DIRECTIVE:
Copy every one of the following rows without changing anything.

MATERIAL FOR THIS TASK:
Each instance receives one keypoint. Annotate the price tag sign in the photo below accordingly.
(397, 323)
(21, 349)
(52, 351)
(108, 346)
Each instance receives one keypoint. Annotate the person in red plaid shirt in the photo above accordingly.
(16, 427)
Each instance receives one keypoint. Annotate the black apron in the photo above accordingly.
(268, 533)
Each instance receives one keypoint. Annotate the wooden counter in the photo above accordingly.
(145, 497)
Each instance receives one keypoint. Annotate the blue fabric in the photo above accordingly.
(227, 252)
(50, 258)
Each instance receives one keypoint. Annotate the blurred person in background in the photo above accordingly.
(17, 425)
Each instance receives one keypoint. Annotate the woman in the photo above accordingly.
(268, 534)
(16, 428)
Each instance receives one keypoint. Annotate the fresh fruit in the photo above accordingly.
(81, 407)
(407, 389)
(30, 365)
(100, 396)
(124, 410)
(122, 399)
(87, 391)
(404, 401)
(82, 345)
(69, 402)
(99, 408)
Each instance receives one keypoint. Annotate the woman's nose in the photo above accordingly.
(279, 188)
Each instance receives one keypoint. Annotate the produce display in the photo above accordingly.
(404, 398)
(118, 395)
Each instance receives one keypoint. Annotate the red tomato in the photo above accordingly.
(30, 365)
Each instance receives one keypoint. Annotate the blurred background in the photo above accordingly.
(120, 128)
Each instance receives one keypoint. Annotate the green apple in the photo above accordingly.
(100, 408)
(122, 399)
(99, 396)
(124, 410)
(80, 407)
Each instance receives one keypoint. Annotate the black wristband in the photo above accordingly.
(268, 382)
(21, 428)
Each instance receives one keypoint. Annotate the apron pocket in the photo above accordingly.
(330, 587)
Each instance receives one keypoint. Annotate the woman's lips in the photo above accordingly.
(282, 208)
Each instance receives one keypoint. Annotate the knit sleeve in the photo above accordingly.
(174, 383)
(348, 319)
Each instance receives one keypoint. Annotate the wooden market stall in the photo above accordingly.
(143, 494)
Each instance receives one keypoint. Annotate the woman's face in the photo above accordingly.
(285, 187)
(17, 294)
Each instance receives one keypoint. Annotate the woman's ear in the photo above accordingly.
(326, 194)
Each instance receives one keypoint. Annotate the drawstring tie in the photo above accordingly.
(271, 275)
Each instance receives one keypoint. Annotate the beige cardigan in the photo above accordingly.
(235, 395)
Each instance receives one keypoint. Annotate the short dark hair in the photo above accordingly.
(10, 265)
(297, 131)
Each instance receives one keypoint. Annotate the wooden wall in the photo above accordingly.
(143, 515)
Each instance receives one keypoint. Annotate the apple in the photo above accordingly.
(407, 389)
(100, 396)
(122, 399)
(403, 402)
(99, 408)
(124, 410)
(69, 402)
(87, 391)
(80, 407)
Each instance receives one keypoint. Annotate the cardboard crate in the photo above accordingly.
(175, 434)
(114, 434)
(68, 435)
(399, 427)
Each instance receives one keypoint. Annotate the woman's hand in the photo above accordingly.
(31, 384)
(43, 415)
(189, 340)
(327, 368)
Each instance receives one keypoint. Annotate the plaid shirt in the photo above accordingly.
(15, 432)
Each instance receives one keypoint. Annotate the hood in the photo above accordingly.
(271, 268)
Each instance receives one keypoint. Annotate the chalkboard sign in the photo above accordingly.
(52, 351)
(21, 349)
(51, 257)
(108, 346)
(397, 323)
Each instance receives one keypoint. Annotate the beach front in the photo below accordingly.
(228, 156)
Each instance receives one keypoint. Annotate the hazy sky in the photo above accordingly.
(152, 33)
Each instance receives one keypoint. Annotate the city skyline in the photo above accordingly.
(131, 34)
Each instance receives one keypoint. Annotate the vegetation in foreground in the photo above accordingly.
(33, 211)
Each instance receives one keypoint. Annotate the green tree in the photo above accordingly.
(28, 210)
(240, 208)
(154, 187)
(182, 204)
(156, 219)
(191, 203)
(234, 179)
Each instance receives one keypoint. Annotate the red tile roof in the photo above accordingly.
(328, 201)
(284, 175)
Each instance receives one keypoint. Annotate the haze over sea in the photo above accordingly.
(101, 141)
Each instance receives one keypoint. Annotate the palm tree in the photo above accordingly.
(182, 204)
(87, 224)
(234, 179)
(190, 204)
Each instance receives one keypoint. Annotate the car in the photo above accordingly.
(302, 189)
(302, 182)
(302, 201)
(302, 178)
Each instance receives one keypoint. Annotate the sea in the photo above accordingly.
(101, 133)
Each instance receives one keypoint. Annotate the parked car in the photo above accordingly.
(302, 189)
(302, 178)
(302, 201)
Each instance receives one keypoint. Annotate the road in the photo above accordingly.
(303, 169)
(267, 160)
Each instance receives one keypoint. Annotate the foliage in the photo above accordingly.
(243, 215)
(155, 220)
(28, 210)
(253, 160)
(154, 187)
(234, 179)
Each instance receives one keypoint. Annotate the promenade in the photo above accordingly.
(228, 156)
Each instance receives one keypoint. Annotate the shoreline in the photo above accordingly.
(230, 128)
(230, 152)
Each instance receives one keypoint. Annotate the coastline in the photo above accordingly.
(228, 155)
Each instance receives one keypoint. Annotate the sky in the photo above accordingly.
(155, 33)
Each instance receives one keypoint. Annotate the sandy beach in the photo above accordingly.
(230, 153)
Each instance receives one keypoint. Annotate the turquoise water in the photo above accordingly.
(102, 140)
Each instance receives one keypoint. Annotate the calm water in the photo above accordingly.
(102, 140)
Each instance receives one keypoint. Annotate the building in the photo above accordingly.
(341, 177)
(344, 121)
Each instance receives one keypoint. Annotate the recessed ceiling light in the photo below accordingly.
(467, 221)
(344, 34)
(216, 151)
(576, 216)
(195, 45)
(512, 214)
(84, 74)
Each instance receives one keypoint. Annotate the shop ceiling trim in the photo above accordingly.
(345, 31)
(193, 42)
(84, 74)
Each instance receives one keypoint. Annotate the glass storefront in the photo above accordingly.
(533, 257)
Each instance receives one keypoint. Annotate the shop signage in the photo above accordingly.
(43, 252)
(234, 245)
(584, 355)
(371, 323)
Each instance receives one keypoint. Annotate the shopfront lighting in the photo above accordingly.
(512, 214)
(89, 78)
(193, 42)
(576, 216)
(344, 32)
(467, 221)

TASK RESPONSE:
Each instance receives one keypoint. Annotate the price tag sign in the photo below accordingly.
(397, 323)
(21, 349)
(52, 351)
(108, 346)
Each instance receives one keypoint. Annotate the person in red plaid shirt in the photo above accordingly.
(16, 427)
Each instance receives one keypoint. Annotate the black apron in the photo above accordingly.
(268, 533)
Each instance receives one keypoint. Annotate the wooden counter in the photo above accordingly.
(145, 497)
Each instance receives one keypoint. Annotate the blue fabric in the photo above accordingly.
(227, 252)
(50, 258)
Each instance receives one keypoint. Annotate the blurred person in background in the photo above accordingly.
(17, 425)
Each instance receives one keypoint. Annotate the woman in the photo above accordingly.
(268, 534)
(16, 428)
Each instance receives one keypoint. Annotate the fresh fruit in the photo above accordingly.
(81, 407)
(407, 389)
(30, 365)
(100, 396)
(124, 410)
(122, 399)
(87, 391)
(404, 401)
(82, 345)
(69, 402)
(99, 408)
Each instance receives one keypoint. Annotate the woman's nose in the photo above accordingly.
(279, 188)
Each instance receives one keypoint. Annotate the produce display in the photo above accordingly.
(404, 398)
(118, 395)
Each instance receives one keypoint. Annotate the red tomato in the photo above accordingly.
(30, 365)
Each instance receives one keypoint. Annotate the blurred background in the photo above accordingly.
(120, 128)
Each instance receives one keypoint. Annotate the green apple in the photo above accordingly.
(100, 408)
(122, 399)
(99, 396)
(124, 410)
(80, 407)
Each instance receives one keypoint. Annotate the black wristband in the photo above accordingly.
(268, 382)
(21, 428)
Each instance receives one keypoint. Annotate the apron pocket in the photo above accordingly.
(330, 587)
Each instance receives one keypoint. Annotate the woman's lips in the photo above accordingly.
(282, 208)
Each instance receives one keypoint. Annotate the knit sleeve in the photo above accordingly.
(174, 383)
(348, 319)
Each instance receives one keypoint. Annotate the wooden market stall in the photo above accordingly.
(143, 494)
Each instance receives one keypoint. Annotate the woman's face in the photo above accordingly.
(285, 187)
(17, 294)
Each instance receives one keypoint. Annotate the woman's ear in the photo above accordingly.
(326, 194)
Each instance receives one keypoint. Annotate the drawstring tie in the photo above accordingly.
(271, 275)
Each instance receives one keypoint. Annotate the beige cardigan in the photo above accordingly.
(235, 395)
Each instance receives one keypoint. Annotate the short dark hair in the photo above accordingly.
(10, 265)
(297, 131)
Each instance receives one keypoint. Annotate the wooden wall in the photo above accordingly.
(143, 515)
Each instance receives one keypoint. Annotate the apple in the photo above accordingly.
(407, 389)
(100, 396)
(122, 399)
(403, 402)
(99, 408)
(124, 410)
(69, 402)
(87, 391)
(80, 407)
Each instance receives one keypoint. Annotate the cardboard crate in the photo above accordingly.
(175, 434)
(114, 434)
(68, 435)
(399, 427)
Each instance receives one keypoint. Annotate the woman's hand in the photo above accordingly.
(31, 384)
(43, 415)
(189, 340)
(327, 368)
Each instance receives one keypoint. Annotate the plaid shirt in the photo above accordingly.
(15, 432)
Each instance receives one keypoint. Annotate the hood in the photo above accordingly.
(271, 268)
Each instance receives one keypoint. Annotate the chalkboard sign in the photo above accordingly.
(52, 351)
(21, 349)
(51, 257)
(108, 346)
(397, 323)
Each instance receives one keypoint. Annotate the beach front in the photo below accordingly.
(228, 156)
Each instance receives one keypoint. Annotate the hazy sky in the photo above accordingly.
(152, 33)
Each instance receives one keypoint. Annotate the city skyline in the photo above accordingly.
(131, 34)
Each instance receives one keypoint. Annotate the vegetation in foreground in the photo above accordingly.
(33, 211)
Each instance receives one keypoint. Annotate the green tree in the photo above accordingly.
(28, 210)
(240, 208)
(154, 187)
(182, 204)
(156, 219)
(191, 203)
(234, 179)
Each instance receives one keypoint. Annotate the red tile roof in the photo above accordingly.
(328, 201)
(284, 175)
Each instance receives one keypoint. Annotate the haze over sea in the photo above accordingly.
(101, 141)
Each instance receives one keypoint. Annotate the palm tree in the photo above accordingly.
(182, 204)
(87, 224)
(234, 179)
(190, 204)
Each instance receives one keypoint. Annotate the car in the photo above accordingly.
(302, 189)
(302, 182)
(302, 201)
(302, 178)
Each instance receives one keypoint. Annotate the sea in the photo above accordingly.
(101, 133)
Each instance receives one keypoint. Annotate the parked car in the photo above accordingly.
(302, 189)
(302, 178)
(302, 201)
Each instance receives one keypoint. Annotate the road in the photo above accordingly.
(303, 169)
(267, 160)
Each instance receives one keypoint. Annotate the foliage in the photo above accordingly.
(243, 215)
(155, 220)
(28, 210)
(253, 160)
(154, 187)
(234, 179)
Each instance receives one keypoint. Annotate the promenade in the photo above accordingly.
(228, 156)
Each instance receives one keypoint. Annotate the shoreline in the photo above accordingly.
(230, 128)
(230, 152)
Each instance receives one keypoint. Annotate the coastline in the photo above accordingly.
(228, 155)
Each instance receives one keypoint. Annotate the sky in the photo above accordingly.
(155, 33)
Each instance receives one keypoint. Annotate the sandy beach in the photo above accordingly.
(230, 153)
Each instance receives one keypoint. Annotate the turquoise water in the photo above accordingly.
(102, 140)
Each instance receives one keypoint. Annotate the calm water in the photo above accordingly.
(102, 140)
Each instance receives one keypoint. Annotate the building in the photo above accordingly.
(341, 177)
(344, 121)
Each instance receives one keypoint. Annotate the recessed ceiling light in the photo below accordingly.
(467, 221)
(344, 34)
(216, 151)
(576, 216)
(195, 45)
(512, 214)
(84, 74)
Each instance receives one keypoint. Annotate the shop ceiling trim in the photo above accordingly.
(345, 31)
(193, 42)
(84, 74)
Each instance receives one keypoint. Annotate the glass storefront in the photo above accordingly.
(533, 257)
Each instance receives one keypoint. Annotate the shop signage in the photo above accordingly.
(43, 252)
(234, 245)
(584, 355)
(371, 323)
Each instance receives one keypoint. Annotate the shopfront lighting in the photo above accordingly.
(512, 214)
(89, 78)
(193, 42)
(576, 216)
(344, 32)
(467, 221)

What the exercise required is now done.